___ Material provided

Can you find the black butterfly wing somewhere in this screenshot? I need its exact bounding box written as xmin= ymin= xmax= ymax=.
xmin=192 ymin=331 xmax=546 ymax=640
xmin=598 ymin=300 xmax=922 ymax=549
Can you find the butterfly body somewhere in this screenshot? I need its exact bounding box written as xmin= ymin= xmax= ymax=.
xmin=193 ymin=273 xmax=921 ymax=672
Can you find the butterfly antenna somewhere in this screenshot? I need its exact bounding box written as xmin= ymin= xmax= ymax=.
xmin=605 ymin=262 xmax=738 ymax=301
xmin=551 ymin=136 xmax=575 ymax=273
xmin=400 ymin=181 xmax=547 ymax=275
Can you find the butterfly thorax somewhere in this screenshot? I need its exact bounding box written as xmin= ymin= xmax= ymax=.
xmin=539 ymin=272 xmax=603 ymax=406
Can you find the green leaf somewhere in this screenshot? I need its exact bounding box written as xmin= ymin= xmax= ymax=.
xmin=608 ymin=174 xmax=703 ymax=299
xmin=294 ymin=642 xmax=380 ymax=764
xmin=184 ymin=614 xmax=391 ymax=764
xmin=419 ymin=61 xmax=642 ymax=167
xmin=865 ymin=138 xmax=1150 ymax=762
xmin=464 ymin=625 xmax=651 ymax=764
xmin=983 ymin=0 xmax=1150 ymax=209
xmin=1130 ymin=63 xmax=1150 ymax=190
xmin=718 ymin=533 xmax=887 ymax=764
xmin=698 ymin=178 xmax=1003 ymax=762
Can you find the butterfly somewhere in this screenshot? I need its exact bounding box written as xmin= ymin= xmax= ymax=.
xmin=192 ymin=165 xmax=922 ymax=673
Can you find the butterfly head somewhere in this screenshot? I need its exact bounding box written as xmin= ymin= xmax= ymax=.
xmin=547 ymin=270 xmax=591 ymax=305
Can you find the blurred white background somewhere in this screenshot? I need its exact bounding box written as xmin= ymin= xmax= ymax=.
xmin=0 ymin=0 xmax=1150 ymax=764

______

Could you convert every line of the records above into a Markdown table with two columns, Row and Line, numbering the rows in order and leaving out any blank lines?

▶ **Completed exercise**
| Row | Line |
|---|---|
| 1 | Can you find the black butterfly wing somewhere in this screenshot? I need its exact bounding box written as xmin= ymin= xmax= ymax=. |
| 2 | xmin=192 ymin=331 xmax=546 ymax=640 |
| 3 | xmin=598 ymin=300 xmax=922 ymax=549 |
| 4 | Can you find the butterfly body somewhere in this screenshot? I need its exact bounding box written as xmin= ymin= xmax= ymax=. |
| 5 | xmin=193 ymin=273 xmax=921 ymax=672 |
| 6 | Can you find the butterfly antenna somewhere in this screenshot? I need its exact bounding box written as xmin= ymin= xmax= ymax=. |
| 7 | xmin=605 ymin=262 xmax=738 ymax=301 |
| 8 | xmin=551 ymin=136 xmax=575 ymax=273 |
| 9 | xmin=400 ymin=181 xmax=547 ymax=275 |
| 10 | Can you find the butterfly thorax somewhere in this screenshot? I need its exact bounding box written as xmin= ymin= xmax= ymax=. |
| 11 | xmin=539 ymin=272 xmax=603 ymax=406 |
| 12 | Can you find the green leaf somewhere in this screenshot? I need its exact bounding box written as xmin= ymin= xmax= ymax=. |
| 13 | xmin=608 ymin=174 xmax=703 ymax=299 |
| 14 | xmin=294 ymin=642 xmax=380 ymax=764 |
| 15 | xmin=184 ymin=614 xmax=391 ymax=764 |
| 16 | xmin=419 ymin=61 xmax=642 ymax=167 |
| 17 | xmin=865 ymin=138 xmax=1150 ymax=762 |
| 18 | xmin=464 ymin=625 xmax=651 ymax=764 |
| 19 | xmin=983 ymin=0 xmax=1150 ymax=209 |
| 20 | xmin=1130 ymin=63 xmax=1150 ymax=190 |
| 21 | xmin=718 ymin=533 xmax=887 ymax=764 |
| 22 | xmin=698 ymin=178 xmax=1003 ymax=762 |
| 23 | Can you find the butterfly somewhere in this screenshot? I need its exact bounding box written as xmin= ymin= xmax= ymax=. |
| 24 | xmin=192 ymin=165 xmax=922 ymax=673 |
| 25 | Can you find the butterfly head somewhere in this screenshot? I need its exact bounding box written as xmin= ymin= xmax= ymax=. |
| 26 | xmin=547 ymin=270 xmax=591 ymax=305 |
| 27 | Can you find the blurred white background somewhere in this screenshot? I need its exact bounding box written as xmin= ymin= xmax= ymax=. |
| 28 | xmin=0 ymin=0 xmax=1150 ymax=764 |